● **What you will do**: Rescale the lines from the first one through the line with "(1098, 232)", including that line. Repeat every request as it stands, and multiply each coordinate in the answers by 0.4, rounding to whole numbers with halves going up.

● **Source data**:
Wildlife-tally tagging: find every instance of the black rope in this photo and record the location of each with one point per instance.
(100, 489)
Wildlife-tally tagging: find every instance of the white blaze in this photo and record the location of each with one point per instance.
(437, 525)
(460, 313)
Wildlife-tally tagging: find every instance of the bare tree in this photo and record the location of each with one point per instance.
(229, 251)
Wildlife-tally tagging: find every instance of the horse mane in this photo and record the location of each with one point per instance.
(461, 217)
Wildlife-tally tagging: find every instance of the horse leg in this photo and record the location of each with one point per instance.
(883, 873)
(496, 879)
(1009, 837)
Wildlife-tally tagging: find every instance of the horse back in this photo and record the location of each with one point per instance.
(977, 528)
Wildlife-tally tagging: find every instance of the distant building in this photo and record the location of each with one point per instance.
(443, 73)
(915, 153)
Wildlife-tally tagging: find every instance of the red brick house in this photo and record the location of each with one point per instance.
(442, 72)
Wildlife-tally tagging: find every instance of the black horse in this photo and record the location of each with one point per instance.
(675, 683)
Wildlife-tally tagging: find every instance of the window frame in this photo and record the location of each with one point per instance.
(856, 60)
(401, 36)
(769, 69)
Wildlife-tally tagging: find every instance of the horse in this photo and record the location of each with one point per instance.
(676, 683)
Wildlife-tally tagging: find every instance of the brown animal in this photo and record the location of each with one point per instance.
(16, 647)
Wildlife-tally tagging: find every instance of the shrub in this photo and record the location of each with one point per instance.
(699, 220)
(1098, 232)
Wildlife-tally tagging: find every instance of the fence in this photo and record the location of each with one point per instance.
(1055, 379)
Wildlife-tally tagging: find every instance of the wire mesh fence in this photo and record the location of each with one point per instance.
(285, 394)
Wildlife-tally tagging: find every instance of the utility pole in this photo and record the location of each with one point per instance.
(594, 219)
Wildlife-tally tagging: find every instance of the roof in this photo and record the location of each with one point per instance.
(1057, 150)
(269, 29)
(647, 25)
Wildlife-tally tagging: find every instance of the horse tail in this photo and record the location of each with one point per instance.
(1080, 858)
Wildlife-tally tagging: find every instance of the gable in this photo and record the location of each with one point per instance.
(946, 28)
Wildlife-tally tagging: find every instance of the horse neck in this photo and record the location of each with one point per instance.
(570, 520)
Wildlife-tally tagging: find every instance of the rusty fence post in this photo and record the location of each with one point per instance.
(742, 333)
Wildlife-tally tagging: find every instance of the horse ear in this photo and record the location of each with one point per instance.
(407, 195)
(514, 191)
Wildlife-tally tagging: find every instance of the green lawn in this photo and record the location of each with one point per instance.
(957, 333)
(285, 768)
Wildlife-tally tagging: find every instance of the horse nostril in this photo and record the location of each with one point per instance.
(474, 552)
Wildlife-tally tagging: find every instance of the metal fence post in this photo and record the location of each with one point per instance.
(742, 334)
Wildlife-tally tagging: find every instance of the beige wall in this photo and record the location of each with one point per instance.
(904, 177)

● **Exercise response**:
Wildlife-tally tagging: find every instance of the black rope in this photo and record the location of each with one point per instance.
(40, 196)
Wildlife-tally tagging: find every instance of the white blaze in this photo and record the location of each with one point per instance.
(175, 210)
(184, 125)
Wildlife-tally tagging: find every instance of the bare tree in this photo and record the location of each with one point per instance.
(92, 100)
Wildlife-tally tagging: find every instance of the horse mane in this photo and record the location of each with one point per instance.
(184, 87)
Wildlife-tally tagging: find every instance of the horse leg in this photo and record the location of each with one point per instance.
(353, 349)
(198, 352)
(404, 335)
Wildlife-tally tagging: find every instance of the horse back in this photo and record the location of each with one point per instance.
(391, 211)
Wildlife-tally tagging: find every instance of the distant building in this photo and record the location of each with one point per instance.
(177, 29)
(366, 61)
Wildlife-tally tagging: find every instance of the red brick house in this photo and record the location of each with one point per instance.
(177, 29)
Wildlife-tally tagging: find every instance of the black horse in this photo and record the location of each with one point per instance.
(270, 273)
Wildlife-tally tagging: find every instance of the window frame in this photo and record the location of each with one point per instance.
(342, 24)
(160, 14)
(308, 28)
Wildlife-tally tagging: find every instance of the horse in this photo and record the location of each with one point per instance.
(270, 273)
Wildlife-tally tagging: find every instance of the brown animal in this photo and record the location of each with one point per instance.
(6, 259)
Wildlife-tally tagging: find every instance of the shrub in this photo and record the location of each with one point per instance.
(280, 88)
(439, 93)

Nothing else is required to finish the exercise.